Point labeling dataset excerpts:

START

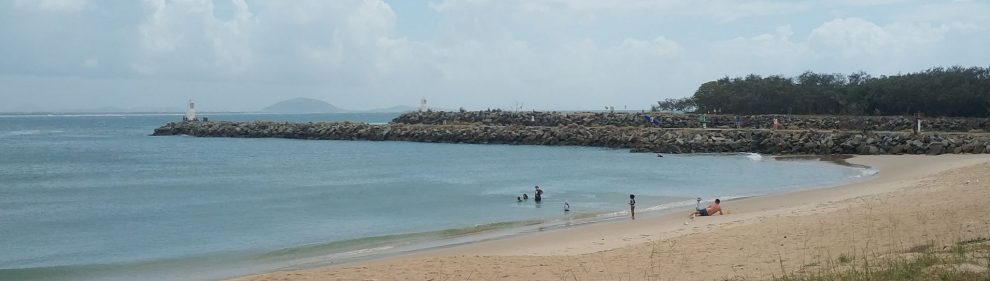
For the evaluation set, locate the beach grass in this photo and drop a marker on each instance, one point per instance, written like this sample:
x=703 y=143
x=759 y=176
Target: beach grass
x=964 y=260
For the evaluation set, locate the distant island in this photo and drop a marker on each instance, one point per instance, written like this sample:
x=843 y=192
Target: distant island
x=309 y=105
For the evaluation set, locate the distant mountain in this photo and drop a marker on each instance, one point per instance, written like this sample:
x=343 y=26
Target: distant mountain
x=303 y=105
x=395 y=109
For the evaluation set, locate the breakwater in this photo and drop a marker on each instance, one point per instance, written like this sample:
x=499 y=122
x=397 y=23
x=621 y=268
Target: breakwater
x=668 y=120
x=637 y=139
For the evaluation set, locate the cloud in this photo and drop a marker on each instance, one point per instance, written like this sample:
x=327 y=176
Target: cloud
x=855 y=37
x=53 y=5
x=548 y=54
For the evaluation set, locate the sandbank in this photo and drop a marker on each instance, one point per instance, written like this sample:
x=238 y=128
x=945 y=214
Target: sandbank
x=912 y=200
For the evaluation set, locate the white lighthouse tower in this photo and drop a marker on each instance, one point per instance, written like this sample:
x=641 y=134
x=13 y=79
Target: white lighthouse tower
x=190 y=112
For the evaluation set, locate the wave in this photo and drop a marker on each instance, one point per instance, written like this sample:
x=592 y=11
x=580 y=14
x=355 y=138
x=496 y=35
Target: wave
x=754 y=156
x=866 y=172
x=223 y=265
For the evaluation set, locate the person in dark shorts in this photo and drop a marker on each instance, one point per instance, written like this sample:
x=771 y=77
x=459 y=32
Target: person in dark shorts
x=632 y=205
x=708 y=211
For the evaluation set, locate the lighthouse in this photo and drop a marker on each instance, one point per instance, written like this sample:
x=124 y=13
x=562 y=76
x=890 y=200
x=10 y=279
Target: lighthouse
x=190 y=112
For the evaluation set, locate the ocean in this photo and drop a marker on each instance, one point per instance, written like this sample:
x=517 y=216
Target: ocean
x=95 y=197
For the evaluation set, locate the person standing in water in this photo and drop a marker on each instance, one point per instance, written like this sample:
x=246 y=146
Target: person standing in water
x=632 y=205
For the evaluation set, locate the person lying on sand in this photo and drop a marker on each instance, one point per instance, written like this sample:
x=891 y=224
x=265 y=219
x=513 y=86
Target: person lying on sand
x=710 y=210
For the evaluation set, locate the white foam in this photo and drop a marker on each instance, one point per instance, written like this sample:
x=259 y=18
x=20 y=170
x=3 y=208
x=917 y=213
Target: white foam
x=754 y=156
x=866 y=173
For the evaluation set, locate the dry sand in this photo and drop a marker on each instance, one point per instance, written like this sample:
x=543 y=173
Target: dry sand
x=913 y=200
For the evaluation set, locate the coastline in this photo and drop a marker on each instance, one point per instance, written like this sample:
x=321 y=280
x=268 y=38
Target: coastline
x=564 y=248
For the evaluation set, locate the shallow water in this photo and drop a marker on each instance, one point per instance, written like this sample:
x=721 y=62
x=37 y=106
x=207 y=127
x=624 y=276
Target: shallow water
x=94 y=197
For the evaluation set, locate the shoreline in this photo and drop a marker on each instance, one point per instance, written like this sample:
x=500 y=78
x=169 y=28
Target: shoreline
x=616 y=235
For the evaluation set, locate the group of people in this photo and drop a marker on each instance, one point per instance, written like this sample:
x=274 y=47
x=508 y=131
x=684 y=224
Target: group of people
x=537 y=195
x=712 y=208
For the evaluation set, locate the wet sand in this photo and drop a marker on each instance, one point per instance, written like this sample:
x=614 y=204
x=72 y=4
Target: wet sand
x=913 y=200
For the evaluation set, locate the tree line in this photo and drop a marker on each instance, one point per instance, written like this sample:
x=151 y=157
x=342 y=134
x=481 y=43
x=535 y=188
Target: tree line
x=953 y=91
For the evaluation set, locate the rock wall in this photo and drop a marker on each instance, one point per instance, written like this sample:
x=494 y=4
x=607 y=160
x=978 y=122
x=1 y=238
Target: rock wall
x=668 y=120
x=638 y=139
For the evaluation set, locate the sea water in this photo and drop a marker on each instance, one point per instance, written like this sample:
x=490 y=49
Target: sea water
x=94 y=197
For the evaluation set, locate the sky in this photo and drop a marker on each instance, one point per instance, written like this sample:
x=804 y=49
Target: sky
x=243 y=55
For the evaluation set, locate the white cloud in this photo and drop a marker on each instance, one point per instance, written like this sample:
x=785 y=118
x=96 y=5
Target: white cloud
x=54 y=5
x=854 y=37
x=560 y=54
x=91 y=63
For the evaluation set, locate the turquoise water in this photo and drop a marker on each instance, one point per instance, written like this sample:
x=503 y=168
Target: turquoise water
x=95 y=198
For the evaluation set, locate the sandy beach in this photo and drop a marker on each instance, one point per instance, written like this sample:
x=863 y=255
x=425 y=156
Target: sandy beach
x=913 y=200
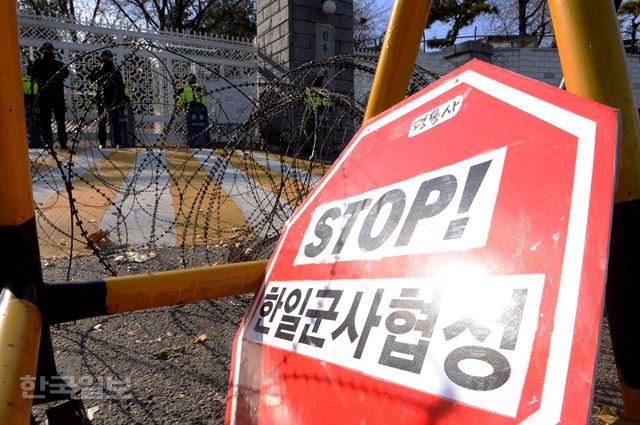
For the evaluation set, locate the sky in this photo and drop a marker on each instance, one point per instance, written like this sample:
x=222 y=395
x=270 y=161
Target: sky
x=439 y=30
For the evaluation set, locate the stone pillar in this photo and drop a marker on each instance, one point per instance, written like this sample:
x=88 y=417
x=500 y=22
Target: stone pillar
x=462 y=53
x=291 y=33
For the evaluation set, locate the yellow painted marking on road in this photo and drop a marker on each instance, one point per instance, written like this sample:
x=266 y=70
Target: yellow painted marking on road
x=93 y=194
x=291 y=190
x=204 y=211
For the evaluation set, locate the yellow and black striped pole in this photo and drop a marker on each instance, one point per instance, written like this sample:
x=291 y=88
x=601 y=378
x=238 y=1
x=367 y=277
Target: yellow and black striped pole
x=73 y=301
x=20 y=274
x=594 y=66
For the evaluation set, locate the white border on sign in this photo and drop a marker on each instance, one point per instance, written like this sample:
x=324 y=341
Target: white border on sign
x=584 y=129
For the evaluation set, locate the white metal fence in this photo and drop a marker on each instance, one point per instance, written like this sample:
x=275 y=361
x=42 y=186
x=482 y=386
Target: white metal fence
x=153 y=65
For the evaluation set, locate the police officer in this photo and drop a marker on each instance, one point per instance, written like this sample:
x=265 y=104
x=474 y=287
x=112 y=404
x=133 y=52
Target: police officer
x=110 y=96
x=50 y=74
x=193 y=98
x=30 y=92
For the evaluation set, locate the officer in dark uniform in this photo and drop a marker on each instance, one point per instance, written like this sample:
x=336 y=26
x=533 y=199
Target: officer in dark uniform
x=50 y=75
x=110 y=95
x=192 y=98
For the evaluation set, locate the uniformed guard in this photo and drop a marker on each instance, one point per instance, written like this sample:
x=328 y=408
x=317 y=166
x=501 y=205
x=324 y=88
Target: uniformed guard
x=113 y=102
x=50 y=74
x=32 y=113
x=192 y=98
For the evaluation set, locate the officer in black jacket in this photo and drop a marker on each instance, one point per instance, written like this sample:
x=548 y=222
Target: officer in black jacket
x=50 y=75
x=110 y=96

END

Task objective: Reproduce every entry exactly, but omit each picture.

Final result:
For the evaluation set, locate the beach grass in this photo and drop a marker on each instance, one point per instance, written like this sample:
x=703 y=143
x=759 y=176
Target: beach grass
x=964 y=260
For the evaluation set, locate the distant island in this photo and drop a marker on each instance, one point per instance, written like this sample:
x=843 y=192
Target: distant island
x=309 y=105
For the evaluation set, locate the distant mountain in this photo and drop a marker on each instance, one point per instance, written like this sample:
x=343 y=26
Target: distant mountain
x=303 y=105
x=395 y=109
For the evaluation set, locate the breakwater in this photo and drop a marker on each instance, one point per instance, written like this sample:
x=499 y=122
x=397 y=23
x=621 y=268
Target: breakwater
x=668 y=120
x=637 y=139
For the evaluation set, locate the cloud in this photo and drop a marker on each instance, one point per instance, written like this sample:
x=327 y=176
Target: cloud
x=855 y=37
x=53 y=5
x=548 y=54
For the evaluation set, locate the sandbank in this photo and drop a marker on each instance, one point per instance, written like this sample:
x=238 y=128
x=945 y=214
Target: sandbank
x=912 y=200
For the evaluation set, locate the white lighthouse tower in this photo and drop a marker on each instance, one point per instance, written like this sample:
x=641 y=134
x=13 y=79
Target: white lighthouse tower
x=190 y=112
For the evaluation set, locate the wave in this photo and drop a marker on each instance, one point per instance, written like this sample:
x=592 y=11
x=580 y=14
x=355 y=138
x=496 y=35
Target: wave
x=754 y=156
x=866 y=172
x=223 y=265
For the evaluation set, locate the person in dark shorts in this photo and drop a marker on each instance, one point per instance, written like this sample:
x=771 y=77
x=459 y=32
Target: person in dark shorts
x=632 y=205
x=708 y=211
For the evaluation set, locate the lighthouse in this photo and drop a marker on each instance, one point per instance, written like this sample:
x=124 y=13
x=562 y=76
x=890 y=200
x=10 y=279
Target: lighthouse
x=190 y=112
For the evaluation set, locate the ocean in this photo and drop a marker on each instance, one point per instance, written like this sample:
x=517 y=216
Target: ocean
x=95 y=197
For the evaluation set, locate the person standing in water in this photo and drop a marker on each instance, one point per instance, written like this sample:
x=246 y=146
Target: person standing in water
x=632 y=205
For the evaluation set, locate the person lying on sand in this photo and drop a marker on each instance, one point per instance, written like this sample:
x=891 y=224
x=265 y=219
x=513 y=86
Target: person lying on sand
x=710 y=210
For the evaluation set, locate the white foam in this photo and drop a marker on each instance, one point per instance, written like this sample:
x=259 y=18
x=20 y=170
x=3 y=208
x=917 y=213
Target: white foam
x=754 y=156
x=866 y=173
For the evaluation set, locate the dry sand in this photo and drop a marker on each instance, one point per instance, written like this sample:
x=543 y=173
Target: dry sand
x=913 y=200
For the evaluation set, locate the coastline in this photo and drop a marker on each instance, one point per instance, written like this sample:
x=321 y=280
x=268 y=38
Target: coastline
x=564 y=248
For the evaluation set, locate the shallow water in this photo and drop a marker on each instance, one point per instance, written like this sample:
x=721 y=62
x=37 y=106
x=207 y=127
x=624 y=276
Target: shallow water
x=94 y=197
For the evaluation set, locate the shoreline in this photo and drop a marker on each instance, one point per instance, written like this sample:
x=500 y=78
x=169 y=28
Target: shoreline
x=616 y=235
For the evaluation set, locate the group of people in this photo and drop a marker on each instance, one point per instance, written like this sample:
x=274 y=47
x=508 y=131
x=684 y=224
Target: group of people
x=537 y=195
x=712 y=208
For the evaluation set, locate the wet sand in this photo and drop a marker on each instance, one point per instance, written like this sample:
x=614 y=204
x=72 y=4
Target: wet sand
x=913 y=200
For the evaluation set, locate the tree line in this photo and drop a marker on each instance, one point per instance, written like this sample:
x=151 y=157
x=342 y=134
x=481 y=43
x=535 y=188
Target: tree line
x=953 y=91
For the evaluation set, locate the rock wall in this photo and drop a marker on each instance, one point per instance, written like this sample:
x=494 y=4
x=607 y=160
x=978 y=122
x=1 y=238
Target: rock wall
x=668 y=120
x=638 y=139
For the evaluation set, locate the sea water in this photo and drop a marker on each instance, one point per instance, written like this sample:
x=490 y=49
Target: sea water
x=94 y=197
For the evaluation set, locate the sky in this photo and drop a marker on each instance, one point per instance, written like this sample:
x=804 y=49
Target: sky
x=243 y=55
For the evaluation set, locate the white cloud in this photo and drop a marker on each instance, one point per instance, written like this sample:
x=785 y=118
x=96 y=5
Target: white cloud
x=54 y=5
x=854 y=37
x=560 y=54
x=91 y=63
For the evaluation set, locate the turquoise water in this photo and drop a marker on each instance, one point per instance, written like this sample:
x=503 y=168
Target: turquoise water
x=95 y=198
For the evaluation set, locate the sandy beach in this photo and drop a marker on each instance, one point per instance, written like this sample:
x=863 y=255
x=425 y=156
Target: sandy beach
x=913 y=200
For the evaluation set, locate the sky in this photo and drop a marker on each instance, one point per instance, written like this sample:
x=222 y=395
x=270 y=161
Target: sky
x=439 y=30
For the evaluation set, locate the stone pillar in this photo and drop a marker on each instance, one point per instance, written like this sample:
x=88 y=417
x=500 y=22
Target: stone pillar
x=462 y=53
x=291 y=33
For the evaluation set, locate the yellow painted marking on road in this photo and drop a marker on each instance, one point per instance, written like this sample:
x=266 y=70
Target: yellow painted marking on road
x=93 y=194
x=291 y=190
x=204 y=211
For the evaluation set, locate the yellow and black striped pole in this photo and drop a marker on each instance, one point per instance, written like this sample:
x=291 y=88
x=601 y=378
x=238 y=1
x=367 y=277
Target: yellow and black striped pole
x=73 y=301
x=20 y=274
x=594 y=66
For the evaluation set, locate the white border on sign in this photo and drop a marker on each instance, one point per instance, written like this sample:
x=324 y=341
Target: white border on sign
x=584 y=129
For the evaluation set, locate the white metal fence in this photo and drop a marker on each instance, one point per instance, written like this sample:
x=275 y=361
x=42 y=186
x=482 y=386
Target: white metal fence
x=153 y=65
For the evaluation set, locate the police officer in this photo and drop a marker on each instance, one point per instance, written like this sample:
x=265 y=104
x=474 y=287
x=112 y=404
x=133 y=52
Target: police officer
x=110 y=96
x=50 y=74
x=193 y=98
x=30 y=92
For the evaluation set, locate the officer in dark uniform in this photo and drop a marker on each instance, one point per instance, written like this sample:
x=336 y=26
x=533 y=199
Target: officer in dark uniform
x=50 y=75
x=110 y=95
x=192 y=98
For the evaluation set, locate the uniformed guard in this photo and drop a marker on each instance, one point per instance, written like this sample:
x=328 y=408
x=317 y=166
x=501 y=205
x=324 y=88
Target: uniformed guard
x=113 y=102
x=50 y=74
x=32 y=113
x=192 y=98
For the evaluation set, locate the officer in black jacket in this photo and drop a marker on each instance, one point per instance, written like this sample:
x=548 y=222
Target: officer in black jacket
x=50 y=75
x=110 y=96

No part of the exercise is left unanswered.